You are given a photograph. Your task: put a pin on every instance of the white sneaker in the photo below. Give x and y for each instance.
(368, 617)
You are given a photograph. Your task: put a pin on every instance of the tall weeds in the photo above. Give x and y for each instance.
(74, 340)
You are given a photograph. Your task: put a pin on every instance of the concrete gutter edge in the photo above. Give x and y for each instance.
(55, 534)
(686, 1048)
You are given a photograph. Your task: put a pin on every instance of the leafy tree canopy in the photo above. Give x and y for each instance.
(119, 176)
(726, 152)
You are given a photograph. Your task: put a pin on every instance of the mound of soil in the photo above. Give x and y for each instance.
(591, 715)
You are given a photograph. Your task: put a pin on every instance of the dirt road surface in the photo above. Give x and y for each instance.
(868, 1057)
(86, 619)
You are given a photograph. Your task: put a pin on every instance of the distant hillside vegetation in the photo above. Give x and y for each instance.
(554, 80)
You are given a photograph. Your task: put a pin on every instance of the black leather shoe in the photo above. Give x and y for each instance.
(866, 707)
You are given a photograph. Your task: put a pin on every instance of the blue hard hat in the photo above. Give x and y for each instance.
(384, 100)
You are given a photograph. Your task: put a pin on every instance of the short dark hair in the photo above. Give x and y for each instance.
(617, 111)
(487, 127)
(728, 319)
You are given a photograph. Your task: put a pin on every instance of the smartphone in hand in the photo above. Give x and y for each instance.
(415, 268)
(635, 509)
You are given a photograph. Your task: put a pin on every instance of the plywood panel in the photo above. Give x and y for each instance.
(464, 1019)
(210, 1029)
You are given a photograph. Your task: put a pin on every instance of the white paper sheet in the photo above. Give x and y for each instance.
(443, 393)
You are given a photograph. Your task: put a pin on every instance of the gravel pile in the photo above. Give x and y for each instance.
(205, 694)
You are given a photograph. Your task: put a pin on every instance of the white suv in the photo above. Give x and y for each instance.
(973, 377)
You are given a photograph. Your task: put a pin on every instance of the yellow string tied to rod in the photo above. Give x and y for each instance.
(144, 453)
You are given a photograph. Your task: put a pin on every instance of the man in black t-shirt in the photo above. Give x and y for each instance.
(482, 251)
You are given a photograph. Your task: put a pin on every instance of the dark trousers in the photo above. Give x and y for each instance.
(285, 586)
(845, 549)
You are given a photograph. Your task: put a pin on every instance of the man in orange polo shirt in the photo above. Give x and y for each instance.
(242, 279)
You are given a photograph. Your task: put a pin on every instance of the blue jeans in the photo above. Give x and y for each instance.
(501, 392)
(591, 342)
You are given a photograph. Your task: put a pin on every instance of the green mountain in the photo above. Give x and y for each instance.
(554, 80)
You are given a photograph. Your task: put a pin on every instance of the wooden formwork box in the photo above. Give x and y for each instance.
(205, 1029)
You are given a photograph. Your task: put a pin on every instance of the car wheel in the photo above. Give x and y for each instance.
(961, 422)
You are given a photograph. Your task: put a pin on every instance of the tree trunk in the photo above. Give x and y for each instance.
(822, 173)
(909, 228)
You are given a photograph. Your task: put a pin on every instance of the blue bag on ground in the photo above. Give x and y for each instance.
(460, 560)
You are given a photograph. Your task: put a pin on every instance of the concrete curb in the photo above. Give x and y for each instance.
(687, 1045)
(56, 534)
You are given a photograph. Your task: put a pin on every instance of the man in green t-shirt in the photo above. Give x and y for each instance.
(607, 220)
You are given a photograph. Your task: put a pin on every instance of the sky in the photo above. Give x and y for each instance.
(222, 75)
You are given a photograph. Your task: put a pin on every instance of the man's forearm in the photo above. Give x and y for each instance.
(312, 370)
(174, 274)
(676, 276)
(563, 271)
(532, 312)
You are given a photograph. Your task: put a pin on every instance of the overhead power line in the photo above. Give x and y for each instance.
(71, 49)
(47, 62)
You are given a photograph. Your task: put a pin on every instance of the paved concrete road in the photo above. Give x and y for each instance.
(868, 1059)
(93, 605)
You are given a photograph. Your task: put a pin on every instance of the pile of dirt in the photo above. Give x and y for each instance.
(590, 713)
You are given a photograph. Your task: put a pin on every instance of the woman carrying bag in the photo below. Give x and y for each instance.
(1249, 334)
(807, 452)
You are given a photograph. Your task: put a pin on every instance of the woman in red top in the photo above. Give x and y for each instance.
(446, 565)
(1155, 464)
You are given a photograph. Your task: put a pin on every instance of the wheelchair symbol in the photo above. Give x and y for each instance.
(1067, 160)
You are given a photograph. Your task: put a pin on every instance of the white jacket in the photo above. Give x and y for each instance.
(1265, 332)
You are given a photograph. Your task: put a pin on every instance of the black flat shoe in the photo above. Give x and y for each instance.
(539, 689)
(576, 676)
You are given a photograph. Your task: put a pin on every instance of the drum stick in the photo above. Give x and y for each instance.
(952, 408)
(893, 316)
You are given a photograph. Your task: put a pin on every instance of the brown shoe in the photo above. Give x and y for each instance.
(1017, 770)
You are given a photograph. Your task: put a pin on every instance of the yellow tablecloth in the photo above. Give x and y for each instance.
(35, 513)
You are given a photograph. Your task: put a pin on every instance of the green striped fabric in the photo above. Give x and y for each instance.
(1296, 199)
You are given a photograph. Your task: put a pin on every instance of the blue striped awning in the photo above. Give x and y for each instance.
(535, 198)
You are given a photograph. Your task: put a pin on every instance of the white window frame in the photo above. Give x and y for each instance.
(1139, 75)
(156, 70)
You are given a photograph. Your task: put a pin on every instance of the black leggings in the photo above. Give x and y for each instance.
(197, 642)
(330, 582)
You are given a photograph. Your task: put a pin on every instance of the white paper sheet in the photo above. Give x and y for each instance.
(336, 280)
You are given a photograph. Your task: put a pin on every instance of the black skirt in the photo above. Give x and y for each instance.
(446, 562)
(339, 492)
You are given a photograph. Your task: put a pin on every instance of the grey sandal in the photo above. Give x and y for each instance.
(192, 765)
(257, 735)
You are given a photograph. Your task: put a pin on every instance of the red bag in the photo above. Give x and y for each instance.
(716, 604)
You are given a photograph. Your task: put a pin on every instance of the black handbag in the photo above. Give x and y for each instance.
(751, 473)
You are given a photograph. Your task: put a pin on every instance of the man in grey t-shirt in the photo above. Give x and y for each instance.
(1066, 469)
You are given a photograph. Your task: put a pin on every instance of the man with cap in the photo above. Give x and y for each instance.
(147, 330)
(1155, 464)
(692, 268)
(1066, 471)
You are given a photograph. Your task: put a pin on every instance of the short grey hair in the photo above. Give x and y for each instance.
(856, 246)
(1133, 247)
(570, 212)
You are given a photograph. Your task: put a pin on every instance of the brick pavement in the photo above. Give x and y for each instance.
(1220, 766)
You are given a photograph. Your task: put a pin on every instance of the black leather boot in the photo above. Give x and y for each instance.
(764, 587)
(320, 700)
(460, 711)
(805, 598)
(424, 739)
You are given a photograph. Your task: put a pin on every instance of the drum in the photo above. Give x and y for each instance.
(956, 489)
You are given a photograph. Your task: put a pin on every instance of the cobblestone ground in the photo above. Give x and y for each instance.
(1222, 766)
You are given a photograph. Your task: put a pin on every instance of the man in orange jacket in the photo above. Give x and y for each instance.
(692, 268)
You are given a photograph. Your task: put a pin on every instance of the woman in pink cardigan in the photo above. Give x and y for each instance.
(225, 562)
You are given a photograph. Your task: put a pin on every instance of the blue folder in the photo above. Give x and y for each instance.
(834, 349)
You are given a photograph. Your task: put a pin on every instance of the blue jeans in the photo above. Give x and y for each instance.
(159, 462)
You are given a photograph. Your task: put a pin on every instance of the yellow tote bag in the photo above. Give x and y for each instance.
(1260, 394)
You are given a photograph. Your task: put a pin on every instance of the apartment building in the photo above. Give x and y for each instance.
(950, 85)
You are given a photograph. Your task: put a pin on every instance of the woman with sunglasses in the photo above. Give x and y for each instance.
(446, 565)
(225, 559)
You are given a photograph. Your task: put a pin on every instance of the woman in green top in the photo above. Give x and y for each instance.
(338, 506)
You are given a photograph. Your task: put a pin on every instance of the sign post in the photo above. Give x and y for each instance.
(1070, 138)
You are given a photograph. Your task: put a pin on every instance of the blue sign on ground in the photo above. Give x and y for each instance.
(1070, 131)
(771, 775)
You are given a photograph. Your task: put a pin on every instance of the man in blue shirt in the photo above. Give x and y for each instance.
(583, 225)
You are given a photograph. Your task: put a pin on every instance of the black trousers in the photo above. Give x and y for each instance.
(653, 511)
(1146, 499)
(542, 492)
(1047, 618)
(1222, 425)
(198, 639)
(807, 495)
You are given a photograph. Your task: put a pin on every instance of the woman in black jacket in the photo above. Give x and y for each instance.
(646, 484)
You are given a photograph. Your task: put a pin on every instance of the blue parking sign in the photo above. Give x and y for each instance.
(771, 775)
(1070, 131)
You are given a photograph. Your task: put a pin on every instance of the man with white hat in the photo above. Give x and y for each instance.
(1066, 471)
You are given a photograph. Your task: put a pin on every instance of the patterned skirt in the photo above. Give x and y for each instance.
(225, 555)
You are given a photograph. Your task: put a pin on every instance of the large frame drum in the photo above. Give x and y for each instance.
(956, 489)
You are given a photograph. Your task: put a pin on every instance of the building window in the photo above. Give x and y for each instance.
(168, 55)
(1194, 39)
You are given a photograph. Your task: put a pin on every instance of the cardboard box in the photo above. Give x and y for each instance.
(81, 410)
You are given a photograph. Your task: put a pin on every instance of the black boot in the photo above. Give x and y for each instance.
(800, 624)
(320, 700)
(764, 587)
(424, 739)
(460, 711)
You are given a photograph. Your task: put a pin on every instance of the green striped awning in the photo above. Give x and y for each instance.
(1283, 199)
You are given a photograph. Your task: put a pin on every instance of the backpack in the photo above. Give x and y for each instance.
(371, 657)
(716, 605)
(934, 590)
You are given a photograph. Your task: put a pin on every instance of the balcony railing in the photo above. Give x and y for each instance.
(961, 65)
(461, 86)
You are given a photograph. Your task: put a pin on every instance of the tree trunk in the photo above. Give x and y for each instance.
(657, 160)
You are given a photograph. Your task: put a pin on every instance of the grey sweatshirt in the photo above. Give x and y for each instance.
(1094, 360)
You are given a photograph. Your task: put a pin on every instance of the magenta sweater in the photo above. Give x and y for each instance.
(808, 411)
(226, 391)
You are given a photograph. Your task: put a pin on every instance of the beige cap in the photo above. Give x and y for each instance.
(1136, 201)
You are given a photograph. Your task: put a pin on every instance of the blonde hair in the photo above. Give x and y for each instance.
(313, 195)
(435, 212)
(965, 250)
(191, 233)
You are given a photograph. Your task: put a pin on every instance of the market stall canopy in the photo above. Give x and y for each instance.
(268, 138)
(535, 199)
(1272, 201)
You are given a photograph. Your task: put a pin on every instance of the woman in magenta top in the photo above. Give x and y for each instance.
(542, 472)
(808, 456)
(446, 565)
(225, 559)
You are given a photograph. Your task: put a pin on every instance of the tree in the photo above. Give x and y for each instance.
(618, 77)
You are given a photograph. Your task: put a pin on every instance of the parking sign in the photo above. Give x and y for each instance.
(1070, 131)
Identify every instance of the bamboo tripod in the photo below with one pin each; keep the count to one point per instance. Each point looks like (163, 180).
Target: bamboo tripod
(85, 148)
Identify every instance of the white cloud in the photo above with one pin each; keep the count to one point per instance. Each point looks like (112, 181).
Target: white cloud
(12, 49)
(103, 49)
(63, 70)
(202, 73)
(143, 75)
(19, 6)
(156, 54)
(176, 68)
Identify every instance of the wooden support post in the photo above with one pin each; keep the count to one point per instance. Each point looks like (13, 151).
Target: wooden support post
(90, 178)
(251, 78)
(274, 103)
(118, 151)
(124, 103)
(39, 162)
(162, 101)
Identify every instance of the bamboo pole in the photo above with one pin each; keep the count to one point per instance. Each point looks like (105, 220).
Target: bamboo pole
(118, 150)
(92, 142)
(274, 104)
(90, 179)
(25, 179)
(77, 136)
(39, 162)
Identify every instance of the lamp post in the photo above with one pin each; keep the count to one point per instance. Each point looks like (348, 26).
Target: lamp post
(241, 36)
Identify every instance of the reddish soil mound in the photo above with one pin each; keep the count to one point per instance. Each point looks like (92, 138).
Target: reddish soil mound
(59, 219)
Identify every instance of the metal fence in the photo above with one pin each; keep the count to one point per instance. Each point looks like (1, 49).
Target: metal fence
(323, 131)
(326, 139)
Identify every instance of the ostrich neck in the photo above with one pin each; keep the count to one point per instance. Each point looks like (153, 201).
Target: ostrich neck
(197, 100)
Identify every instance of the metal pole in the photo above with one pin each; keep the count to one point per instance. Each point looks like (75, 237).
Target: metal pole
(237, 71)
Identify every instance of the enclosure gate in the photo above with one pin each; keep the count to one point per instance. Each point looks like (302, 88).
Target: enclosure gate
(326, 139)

> _What you have to do_:
Where the line containing "Identify every instance of the reddish" appears, begin a word-for-word copy and carry it through the last line of the listing, leaving out all other lines.

> _Response to this task_:
Identify every instance of the reddish soil mound in the photo above with one pin each; keep the count to one point per instance. Each point looks like (92, 138).
Target: reddish soil mound
(59, 219)
Identify every instance of the metal fence in the photo above with one pin each; keep the count to one point per instance. Each point looks like (1, 49).
Target: metal fence
(323, 131)
(326, 139)
Identify every instance of the ostrich neck in the photo above with one pin each; keep the count to one point per instance. Each point looks like (153, 201).
Target: ostrich neck
(197, 100)
Identify every instance of the metal pole in the photo above with one pin each; keep the count to one point per instance. Each point looks like (75, 237).
Target: metal pole
(237, 71)
Identify every instance of the enclosure gate in the photo above with one pin each; keep the count to one point per instance. Each point looks like (302, 88).
Target: enclosure gate
(326, 139)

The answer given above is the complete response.